[Opening Given data section]
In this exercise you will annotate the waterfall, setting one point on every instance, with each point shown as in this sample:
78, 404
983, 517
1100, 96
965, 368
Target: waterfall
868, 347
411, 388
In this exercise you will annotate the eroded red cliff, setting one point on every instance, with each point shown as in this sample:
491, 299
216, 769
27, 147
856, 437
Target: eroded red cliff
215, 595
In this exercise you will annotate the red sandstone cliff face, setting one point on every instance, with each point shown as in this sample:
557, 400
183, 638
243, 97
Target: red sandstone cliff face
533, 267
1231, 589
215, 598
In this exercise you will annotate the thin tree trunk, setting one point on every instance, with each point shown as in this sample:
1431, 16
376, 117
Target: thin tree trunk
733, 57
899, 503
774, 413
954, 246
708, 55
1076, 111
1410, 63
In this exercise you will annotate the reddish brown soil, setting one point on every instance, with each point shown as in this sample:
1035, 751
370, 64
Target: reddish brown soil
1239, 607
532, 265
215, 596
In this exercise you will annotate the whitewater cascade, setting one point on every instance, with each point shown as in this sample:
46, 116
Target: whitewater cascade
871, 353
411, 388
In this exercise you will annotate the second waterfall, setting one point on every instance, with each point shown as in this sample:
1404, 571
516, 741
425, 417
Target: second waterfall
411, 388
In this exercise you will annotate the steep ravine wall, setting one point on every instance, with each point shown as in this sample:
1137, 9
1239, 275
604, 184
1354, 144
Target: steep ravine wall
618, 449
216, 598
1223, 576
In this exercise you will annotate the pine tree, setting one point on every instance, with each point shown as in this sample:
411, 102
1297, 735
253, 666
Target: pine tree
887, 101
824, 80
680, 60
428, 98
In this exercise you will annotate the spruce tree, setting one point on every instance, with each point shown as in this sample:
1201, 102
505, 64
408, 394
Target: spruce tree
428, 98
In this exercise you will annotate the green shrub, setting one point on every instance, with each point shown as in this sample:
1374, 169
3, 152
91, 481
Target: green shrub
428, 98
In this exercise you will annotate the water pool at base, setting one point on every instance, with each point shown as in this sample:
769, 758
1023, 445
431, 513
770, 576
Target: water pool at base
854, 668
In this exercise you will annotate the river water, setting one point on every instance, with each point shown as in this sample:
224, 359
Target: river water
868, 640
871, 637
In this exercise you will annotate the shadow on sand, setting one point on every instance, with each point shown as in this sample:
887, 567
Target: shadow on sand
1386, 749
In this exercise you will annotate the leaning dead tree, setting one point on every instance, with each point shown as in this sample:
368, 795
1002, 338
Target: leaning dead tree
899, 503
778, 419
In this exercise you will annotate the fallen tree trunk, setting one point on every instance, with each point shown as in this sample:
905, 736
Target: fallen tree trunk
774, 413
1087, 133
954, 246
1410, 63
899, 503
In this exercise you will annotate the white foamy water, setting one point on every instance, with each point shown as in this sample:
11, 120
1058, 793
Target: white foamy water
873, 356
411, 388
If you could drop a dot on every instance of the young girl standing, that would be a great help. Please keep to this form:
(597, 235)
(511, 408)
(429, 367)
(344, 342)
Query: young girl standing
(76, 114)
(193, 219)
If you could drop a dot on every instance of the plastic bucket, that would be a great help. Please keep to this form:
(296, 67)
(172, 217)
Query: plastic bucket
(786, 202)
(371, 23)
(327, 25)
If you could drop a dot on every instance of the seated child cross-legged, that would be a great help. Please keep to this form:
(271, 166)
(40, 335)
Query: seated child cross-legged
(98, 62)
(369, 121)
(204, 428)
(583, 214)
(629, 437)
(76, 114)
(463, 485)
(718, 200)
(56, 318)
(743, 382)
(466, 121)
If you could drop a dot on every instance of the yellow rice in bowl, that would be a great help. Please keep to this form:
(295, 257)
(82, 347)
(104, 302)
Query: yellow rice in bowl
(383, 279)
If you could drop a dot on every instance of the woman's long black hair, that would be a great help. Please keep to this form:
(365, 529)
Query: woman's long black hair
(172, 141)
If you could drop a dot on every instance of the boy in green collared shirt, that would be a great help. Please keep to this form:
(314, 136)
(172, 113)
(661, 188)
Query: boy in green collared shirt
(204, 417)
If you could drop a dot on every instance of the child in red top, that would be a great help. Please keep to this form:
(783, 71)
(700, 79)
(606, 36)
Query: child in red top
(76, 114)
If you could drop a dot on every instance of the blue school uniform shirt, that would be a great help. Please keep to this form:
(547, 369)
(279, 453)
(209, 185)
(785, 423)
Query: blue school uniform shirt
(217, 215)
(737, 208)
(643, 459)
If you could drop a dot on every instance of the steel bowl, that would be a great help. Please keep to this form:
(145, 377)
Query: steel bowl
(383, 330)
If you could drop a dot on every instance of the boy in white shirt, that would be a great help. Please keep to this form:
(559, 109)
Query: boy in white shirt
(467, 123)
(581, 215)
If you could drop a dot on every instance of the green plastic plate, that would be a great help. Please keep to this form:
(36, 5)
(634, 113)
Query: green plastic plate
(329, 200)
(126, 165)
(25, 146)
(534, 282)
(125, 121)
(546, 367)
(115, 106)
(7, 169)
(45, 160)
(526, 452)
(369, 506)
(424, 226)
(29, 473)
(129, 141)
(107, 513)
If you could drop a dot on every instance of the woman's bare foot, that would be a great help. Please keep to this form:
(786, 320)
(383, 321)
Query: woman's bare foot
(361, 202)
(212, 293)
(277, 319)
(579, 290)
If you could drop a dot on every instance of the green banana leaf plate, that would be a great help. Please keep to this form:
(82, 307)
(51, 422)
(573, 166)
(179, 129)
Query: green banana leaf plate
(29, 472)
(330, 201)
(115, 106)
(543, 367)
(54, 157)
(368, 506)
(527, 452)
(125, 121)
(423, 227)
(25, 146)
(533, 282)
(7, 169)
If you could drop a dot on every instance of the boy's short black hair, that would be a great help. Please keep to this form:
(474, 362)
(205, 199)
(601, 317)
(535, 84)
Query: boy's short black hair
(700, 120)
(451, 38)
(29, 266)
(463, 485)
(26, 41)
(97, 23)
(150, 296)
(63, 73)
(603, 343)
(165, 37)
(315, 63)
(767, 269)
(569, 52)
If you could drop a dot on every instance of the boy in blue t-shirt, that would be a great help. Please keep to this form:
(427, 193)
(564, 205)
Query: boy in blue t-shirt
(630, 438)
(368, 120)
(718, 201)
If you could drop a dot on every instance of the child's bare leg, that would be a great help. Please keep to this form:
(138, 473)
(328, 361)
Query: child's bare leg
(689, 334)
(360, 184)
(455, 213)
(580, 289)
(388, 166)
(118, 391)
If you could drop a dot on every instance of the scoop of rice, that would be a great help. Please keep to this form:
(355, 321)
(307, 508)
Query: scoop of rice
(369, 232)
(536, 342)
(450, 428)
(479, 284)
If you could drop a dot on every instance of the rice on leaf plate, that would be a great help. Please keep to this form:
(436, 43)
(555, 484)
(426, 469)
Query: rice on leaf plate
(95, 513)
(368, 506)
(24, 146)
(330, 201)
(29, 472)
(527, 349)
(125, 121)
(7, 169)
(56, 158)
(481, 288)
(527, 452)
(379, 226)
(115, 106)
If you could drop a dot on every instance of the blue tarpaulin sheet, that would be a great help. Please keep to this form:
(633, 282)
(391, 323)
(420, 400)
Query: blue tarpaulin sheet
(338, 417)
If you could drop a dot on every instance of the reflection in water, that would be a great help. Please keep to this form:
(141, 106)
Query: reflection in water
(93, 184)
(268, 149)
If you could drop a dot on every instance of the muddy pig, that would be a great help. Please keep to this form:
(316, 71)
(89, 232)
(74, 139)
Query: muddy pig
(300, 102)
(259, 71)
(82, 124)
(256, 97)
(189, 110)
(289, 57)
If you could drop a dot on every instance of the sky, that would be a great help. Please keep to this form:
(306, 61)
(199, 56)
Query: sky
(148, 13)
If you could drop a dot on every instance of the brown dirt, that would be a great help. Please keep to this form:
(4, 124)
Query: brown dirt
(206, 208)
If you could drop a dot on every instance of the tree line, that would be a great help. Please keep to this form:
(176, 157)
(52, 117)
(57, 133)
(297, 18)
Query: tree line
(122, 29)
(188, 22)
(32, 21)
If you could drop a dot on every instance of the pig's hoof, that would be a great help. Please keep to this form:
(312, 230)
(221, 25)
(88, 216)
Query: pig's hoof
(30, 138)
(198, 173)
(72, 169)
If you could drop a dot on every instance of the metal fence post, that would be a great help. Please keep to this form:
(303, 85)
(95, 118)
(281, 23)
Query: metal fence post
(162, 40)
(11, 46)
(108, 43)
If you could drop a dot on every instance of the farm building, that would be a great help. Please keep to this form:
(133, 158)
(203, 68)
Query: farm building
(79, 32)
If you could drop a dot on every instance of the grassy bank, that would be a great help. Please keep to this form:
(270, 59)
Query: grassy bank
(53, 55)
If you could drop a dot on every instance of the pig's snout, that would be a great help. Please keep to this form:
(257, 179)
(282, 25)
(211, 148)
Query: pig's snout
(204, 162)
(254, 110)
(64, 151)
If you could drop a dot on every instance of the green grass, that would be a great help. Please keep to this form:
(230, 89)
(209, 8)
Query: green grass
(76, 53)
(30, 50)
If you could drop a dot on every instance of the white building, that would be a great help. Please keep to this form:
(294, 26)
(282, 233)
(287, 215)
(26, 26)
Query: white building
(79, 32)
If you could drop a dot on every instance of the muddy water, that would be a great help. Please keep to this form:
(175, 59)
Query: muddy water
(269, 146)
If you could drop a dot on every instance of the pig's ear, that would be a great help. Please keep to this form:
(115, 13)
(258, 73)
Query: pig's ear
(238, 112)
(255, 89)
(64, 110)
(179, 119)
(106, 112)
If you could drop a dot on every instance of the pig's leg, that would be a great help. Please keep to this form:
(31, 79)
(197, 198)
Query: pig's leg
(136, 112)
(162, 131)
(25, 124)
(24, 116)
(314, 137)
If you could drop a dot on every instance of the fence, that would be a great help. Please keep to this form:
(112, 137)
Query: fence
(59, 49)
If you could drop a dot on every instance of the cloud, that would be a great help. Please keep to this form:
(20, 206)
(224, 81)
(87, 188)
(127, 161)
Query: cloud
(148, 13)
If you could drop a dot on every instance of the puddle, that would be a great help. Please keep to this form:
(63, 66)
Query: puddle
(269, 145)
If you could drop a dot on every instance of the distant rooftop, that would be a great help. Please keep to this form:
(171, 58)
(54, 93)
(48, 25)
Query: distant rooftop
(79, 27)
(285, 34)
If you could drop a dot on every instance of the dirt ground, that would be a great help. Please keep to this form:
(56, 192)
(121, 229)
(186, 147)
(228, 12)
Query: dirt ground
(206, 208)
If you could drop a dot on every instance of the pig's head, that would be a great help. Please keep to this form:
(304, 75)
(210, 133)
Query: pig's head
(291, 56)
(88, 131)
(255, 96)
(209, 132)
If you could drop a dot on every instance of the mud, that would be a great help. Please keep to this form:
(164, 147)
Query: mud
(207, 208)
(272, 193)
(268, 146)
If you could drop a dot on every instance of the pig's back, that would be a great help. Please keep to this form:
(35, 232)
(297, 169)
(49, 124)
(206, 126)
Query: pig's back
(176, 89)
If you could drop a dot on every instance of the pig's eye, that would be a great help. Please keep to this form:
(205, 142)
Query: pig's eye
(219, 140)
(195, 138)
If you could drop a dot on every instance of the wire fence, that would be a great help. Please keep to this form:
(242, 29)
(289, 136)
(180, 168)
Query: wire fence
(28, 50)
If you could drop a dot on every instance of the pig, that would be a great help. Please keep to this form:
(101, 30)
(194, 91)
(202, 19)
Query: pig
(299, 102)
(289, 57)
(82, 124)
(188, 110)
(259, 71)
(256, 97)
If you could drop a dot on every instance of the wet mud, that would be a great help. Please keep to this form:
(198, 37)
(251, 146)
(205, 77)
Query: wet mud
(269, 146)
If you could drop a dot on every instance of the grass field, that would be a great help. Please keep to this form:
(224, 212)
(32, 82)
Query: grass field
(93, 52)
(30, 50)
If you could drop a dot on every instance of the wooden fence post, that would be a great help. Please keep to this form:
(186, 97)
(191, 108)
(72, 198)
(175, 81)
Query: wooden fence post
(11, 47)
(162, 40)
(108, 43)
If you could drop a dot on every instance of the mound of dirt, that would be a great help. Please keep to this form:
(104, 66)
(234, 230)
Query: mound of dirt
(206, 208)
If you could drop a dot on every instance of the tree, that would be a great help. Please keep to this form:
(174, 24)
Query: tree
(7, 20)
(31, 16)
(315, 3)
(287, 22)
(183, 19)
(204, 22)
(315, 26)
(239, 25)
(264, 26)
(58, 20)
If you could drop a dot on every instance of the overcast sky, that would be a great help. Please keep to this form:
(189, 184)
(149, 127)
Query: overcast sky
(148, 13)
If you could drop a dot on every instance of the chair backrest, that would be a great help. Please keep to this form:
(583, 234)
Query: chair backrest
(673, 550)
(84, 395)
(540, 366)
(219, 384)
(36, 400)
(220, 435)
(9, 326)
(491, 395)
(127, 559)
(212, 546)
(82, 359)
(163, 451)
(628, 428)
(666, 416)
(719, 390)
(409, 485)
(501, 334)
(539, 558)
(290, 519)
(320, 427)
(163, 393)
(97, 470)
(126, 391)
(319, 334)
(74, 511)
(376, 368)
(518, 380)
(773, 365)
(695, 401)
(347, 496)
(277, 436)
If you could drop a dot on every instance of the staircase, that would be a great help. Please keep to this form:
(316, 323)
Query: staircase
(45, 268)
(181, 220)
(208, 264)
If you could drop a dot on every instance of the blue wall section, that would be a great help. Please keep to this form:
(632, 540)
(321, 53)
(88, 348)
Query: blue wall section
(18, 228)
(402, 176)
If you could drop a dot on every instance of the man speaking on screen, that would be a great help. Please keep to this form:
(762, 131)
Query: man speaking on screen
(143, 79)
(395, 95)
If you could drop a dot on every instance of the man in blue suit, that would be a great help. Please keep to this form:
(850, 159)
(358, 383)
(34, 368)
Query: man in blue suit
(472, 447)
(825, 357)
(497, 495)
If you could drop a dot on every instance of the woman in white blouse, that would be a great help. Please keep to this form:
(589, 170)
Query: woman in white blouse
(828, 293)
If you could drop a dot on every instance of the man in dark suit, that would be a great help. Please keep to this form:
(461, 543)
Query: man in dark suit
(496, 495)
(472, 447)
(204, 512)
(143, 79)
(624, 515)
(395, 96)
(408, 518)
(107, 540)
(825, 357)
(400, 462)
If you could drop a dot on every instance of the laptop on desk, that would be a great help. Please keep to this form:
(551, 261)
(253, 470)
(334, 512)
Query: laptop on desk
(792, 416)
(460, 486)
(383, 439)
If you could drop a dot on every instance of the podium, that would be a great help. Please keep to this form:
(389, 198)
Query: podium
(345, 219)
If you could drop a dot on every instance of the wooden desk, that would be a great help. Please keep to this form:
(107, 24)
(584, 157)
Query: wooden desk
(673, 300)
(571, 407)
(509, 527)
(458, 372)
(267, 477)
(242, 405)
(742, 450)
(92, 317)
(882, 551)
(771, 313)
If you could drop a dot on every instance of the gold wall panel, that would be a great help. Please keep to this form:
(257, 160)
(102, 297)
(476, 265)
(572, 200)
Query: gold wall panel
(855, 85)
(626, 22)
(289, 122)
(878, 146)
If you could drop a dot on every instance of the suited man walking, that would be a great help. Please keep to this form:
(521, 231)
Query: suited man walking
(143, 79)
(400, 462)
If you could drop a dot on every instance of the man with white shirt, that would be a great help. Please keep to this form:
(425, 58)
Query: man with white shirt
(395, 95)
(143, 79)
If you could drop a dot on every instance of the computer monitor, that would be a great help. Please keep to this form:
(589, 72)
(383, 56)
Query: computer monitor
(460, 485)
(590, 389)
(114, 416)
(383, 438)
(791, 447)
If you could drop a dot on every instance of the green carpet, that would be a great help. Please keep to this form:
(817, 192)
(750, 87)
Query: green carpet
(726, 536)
[Closing Given data section]
● The task
For the lines above, output exactly those from the line containing "the man speaking" through the line containing "dark suit, that", and skip the others.

● Result for this task
If you could drop a dot on every instance of the man speaking on screen, that would be a great help. Please keep to this form:
(762, 131)
Query: man speaking on screen
(143, 79)
(395, 95)
If you could drop a dot on every instance of the man in blue suit, that would be a great help. Please keep to this form:
(850, 159)
(358, 383)
(34, 368)
Query: man in blue suit
(472, 447)
(825, 357)
(497, 495)
If you could drop a dot on every instance of the woman in white blouse, that would be a great help. Please keep to this form:
(589, 170)
Query: woman in white blouse
(828, 293)
If you could drop a dot on every instance of the man in dark suit, that would be a great help. Please keep to this form:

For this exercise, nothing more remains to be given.